====== DATASET RECORDS ======
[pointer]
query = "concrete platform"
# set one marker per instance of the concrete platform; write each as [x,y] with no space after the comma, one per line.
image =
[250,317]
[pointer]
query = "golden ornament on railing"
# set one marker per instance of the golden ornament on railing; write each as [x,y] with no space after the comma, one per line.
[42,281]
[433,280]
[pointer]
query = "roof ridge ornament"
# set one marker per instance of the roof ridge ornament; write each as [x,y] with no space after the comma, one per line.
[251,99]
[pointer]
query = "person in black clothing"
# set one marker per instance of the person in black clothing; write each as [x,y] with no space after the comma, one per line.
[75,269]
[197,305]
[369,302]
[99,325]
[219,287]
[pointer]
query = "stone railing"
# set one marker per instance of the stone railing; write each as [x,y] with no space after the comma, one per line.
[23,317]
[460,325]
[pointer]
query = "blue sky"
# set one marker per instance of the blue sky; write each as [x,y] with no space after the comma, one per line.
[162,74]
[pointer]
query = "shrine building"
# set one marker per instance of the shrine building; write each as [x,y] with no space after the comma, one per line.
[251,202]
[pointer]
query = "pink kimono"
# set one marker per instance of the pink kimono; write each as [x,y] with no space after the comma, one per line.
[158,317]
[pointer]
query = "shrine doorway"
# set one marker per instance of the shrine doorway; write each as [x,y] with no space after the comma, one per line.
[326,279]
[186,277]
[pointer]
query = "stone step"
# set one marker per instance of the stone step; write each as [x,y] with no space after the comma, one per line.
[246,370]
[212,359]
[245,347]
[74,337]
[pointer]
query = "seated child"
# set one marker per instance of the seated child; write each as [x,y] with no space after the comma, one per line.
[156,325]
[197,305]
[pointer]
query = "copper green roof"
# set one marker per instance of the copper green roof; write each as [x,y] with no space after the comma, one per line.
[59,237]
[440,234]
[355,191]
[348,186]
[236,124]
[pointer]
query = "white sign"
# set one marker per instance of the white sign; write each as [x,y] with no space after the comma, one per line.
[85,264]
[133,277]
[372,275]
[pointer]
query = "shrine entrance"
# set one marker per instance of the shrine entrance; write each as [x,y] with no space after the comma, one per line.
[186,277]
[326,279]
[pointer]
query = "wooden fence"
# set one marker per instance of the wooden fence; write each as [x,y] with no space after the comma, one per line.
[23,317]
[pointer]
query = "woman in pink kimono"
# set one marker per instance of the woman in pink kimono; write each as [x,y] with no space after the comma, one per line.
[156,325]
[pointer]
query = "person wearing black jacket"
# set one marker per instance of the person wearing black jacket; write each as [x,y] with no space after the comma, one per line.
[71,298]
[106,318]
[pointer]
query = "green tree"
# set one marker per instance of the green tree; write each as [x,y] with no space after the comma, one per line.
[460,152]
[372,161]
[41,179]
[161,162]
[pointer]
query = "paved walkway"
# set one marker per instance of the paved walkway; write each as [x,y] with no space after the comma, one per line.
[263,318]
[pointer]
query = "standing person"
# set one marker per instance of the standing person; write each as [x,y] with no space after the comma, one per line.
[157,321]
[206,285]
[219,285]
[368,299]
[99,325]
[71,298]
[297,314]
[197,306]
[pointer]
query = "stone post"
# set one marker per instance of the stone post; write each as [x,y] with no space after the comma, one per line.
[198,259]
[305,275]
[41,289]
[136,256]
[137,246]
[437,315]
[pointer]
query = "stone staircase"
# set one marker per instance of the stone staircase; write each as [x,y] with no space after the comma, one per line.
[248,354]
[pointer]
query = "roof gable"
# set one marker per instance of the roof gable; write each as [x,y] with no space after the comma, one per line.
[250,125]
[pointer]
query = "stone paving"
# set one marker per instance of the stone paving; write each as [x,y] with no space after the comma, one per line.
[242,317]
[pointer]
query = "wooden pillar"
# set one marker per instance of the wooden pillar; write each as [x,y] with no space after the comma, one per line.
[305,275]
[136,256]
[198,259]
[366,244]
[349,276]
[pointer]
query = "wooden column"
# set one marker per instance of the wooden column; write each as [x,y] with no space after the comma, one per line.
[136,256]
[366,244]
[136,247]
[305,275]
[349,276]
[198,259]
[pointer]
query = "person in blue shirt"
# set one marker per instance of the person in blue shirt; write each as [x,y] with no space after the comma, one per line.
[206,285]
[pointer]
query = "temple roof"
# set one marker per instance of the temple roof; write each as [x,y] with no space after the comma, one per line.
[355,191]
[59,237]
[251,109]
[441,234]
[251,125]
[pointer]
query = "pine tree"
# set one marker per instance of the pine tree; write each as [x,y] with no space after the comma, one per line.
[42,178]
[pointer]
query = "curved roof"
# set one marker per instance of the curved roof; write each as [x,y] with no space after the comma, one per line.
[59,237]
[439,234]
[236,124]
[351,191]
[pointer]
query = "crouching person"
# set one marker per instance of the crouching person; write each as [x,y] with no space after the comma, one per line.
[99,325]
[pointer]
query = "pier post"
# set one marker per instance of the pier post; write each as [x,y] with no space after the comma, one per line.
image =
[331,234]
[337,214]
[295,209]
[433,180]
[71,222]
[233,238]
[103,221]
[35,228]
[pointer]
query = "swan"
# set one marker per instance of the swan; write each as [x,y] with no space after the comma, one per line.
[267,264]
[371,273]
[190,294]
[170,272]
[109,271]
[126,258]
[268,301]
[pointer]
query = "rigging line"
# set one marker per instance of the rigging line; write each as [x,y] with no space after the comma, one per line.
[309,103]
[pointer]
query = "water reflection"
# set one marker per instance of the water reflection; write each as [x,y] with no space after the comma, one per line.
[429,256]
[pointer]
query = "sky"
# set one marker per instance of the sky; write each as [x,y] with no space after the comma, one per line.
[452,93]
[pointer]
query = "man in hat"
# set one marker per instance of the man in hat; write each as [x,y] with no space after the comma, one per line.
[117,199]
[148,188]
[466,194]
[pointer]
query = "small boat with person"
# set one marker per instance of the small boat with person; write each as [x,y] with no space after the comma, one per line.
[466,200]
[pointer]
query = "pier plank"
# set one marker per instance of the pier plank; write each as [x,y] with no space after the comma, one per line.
======
TASK PROMPT >> Copy out each line of the listing above that contains the word "walkway".

TASK RESPONSE >>
query = "paved walkway"
# set one marker per instance of the paved walkway; write each as [x,y] with no space after the comma, one per line.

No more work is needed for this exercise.